[Excerpts from a dataset]

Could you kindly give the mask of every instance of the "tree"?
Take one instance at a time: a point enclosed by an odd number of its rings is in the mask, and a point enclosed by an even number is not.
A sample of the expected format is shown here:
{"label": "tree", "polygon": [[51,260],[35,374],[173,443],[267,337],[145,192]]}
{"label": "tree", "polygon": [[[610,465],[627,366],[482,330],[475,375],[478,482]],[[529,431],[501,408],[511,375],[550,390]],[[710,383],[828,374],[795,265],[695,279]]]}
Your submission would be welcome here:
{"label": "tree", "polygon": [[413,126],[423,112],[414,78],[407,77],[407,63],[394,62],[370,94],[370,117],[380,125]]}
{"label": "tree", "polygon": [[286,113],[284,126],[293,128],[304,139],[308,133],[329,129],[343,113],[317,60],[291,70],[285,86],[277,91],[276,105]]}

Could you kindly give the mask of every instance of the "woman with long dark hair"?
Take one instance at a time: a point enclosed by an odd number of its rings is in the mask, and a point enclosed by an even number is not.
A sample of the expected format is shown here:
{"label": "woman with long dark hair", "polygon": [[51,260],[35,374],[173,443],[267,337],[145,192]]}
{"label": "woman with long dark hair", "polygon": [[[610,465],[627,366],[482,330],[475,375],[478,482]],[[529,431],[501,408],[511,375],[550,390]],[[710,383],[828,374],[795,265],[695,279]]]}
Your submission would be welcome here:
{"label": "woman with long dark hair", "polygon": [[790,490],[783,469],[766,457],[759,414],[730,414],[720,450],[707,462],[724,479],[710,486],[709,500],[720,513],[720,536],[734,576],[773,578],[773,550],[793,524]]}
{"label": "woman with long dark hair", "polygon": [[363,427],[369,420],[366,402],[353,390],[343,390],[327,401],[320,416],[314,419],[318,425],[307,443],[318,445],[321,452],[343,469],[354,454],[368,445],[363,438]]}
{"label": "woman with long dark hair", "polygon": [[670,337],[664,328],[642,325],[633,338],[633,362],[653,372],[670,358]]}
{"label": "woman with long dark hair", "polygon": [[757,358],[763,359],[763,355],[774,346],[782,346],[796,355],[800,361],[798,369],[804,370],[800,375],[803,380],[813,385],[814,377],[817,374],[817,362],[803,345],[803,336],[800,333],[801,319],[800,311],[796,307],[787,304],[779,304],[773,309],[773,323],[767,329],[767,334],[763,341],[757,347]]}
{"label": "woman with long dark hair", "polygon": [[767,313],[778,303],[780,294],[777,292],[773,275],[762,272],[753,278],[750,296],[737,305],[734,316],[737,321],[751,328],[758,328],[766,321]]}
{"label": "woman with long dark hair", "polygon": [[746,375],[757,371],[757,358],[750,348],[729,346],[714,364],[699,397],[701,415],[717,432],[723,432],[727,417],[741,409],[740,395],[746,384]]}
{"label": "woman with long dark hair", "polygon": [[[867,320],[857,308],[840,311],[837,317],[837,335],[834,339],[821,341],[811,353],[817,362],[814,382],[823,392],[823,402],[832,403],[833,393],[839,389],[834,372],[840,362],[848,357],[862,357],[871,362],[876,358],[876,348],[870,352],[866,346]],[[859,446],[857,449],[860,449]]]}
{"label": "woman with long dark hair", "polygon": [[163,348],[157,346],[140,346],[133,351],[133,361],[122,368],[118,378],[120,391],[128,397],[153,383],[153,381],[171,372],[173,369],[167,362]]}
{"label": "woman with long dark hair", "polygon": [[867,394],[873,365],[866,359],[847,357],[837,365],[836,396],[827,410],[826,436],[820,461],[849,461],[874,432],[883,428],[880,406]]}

• YOUR OBJECTIVE
All of the entries above are to be written out again exactly.

• TASK SOLUTION
Could you kindly give the mask of every instance of the "tree"?
Take one instance at a time: a point enclosed by an odd number of its rings is in the mask, and a point enclosed by an even number is not.
A sample of the expected format is shown here:
{"label": "tree", "polygon": [[51,260],[35,374],[173,443],[267,337],[145,192]]}
{"label": "tree", "polygon": [[[610,465],[627,366],[482,330],[475,375],[478,482]],[[529,431],[501,408],[511,375],[550,390]],[[710,383],[828,374],[795,265],[695,279]]]}
Your submission would be welcome here:
{"label": "tree", "polygon": [[413,126],[423,112],[414,78],[407,77],[407,63],[394,62],[370,94],[370,117],[380,125]]}
{"label": "tree", "polygon": [[286,113],[284,126],[293,128],[304,139],[308,133],[329,129],[343,113],[317,60],[291,70],[285,86],[277,91],[276,105]]}

Could you kindly give the mask of every instance of the "woman with long dark hair"?
Take one instance at a time: a point enclosed by an odd number of its rings is in the mask, and a point enclosed by an even number is not.
A sample of the expected format is shown here:
{"label": "woman with long dark hair", "polygon": [[51,260],[35,374],[173,443],[267,337],[145,192]]}
{"label": "woman with long dark hair", "polygon": [[[610,465],[627,366],[482,330],[475,375],[478,482]],[[529,431],[501,408],[511,375],[550,390]],[[710,383],[828,374],[795,265],[695,279]]]}
Your submission would be welcome here:
{"label": "woman with long dark hair", "polygon": [[790,490],[783,469],[766,457],[759,414],[730,414],[720,450],[707,462],[724,479],[710,486],[709,500],[720,513],[720,536],[734,576],[773,578],[773,550],[793,524]]}
{"label": "woman with long dark hair", "polygon": [[363,427],[369,420],[366,402],[353,390],[343,390],[327,401],[320,416],[314,419],[318,425],[307,443],[318,445],[321,452],[343,469],[354,454],[368,445],[363,438]]}
{"label": "woman with long dark hair", "polygon": [[670,337],[664,328],[642,325],[633,338],[633,362],[653,372],[670,358]]}
{"label": "woman with long dark hair", "polygon": [[757,358],[763,359],[763,355],[774,346],[782,346],[796,355],[800,361],[798,369],[804,370],[800,375],[803,380],[813,385],[814,377],[817,374],[817,362],[803,345],[803,336],[800,333],[801,319],[800,311],[796,307],[787,304],[779,304],[773,309],[773,323],[767,329],[767,334],[763,341],[757,347]]}
{"label": "woman with long dark hair", "polygon": [[767,313],[778,303],[780,294],[777,292],[773,275],[762,272],[753,278],[750,296],[737,305],[734,316],[737,321],[751,328],[758,328],[766,321]]}
{"label": "woman with long dark hair", "polygon": [[746,375],[757,371],[757,358],[750,348],[729,346],[714,364],[699,397],[701,415],[717,432],[723,432],[727,417],[741,409],[740,395],[746,384]]}
{"label": "woman with long dark hair", "polygon": [[[867,320],[857,308],[840,311],[837,317],[837,335],[834,339],[821,341],[811,353],[817,362],[814,382],[823,392],[823,402],[832,403],[833,393],[839,389],[834,372],[840,362],[848,357],[862,357],[871,362],[876,358],[876,348],[870,352],[866,346]],[[859,446],[857,449],[860,449]]]}
{"label": "woman with long dark hair", "polygon": [[163,348],[157,346],[140,346],[133,351],[133,361],[122,368],[118,378],[120,391],[128,397],[153,383],[153,381],[171,372],[173,369],[167,362]]}
{"label": "woman with long dark hair", "polygon": [[867,394],[873,365],[866,359],[847,357],[837,365],[836,396],[827,410],[826,436],[820,461],[849,461],[874,432],[883,428],[880,406]]}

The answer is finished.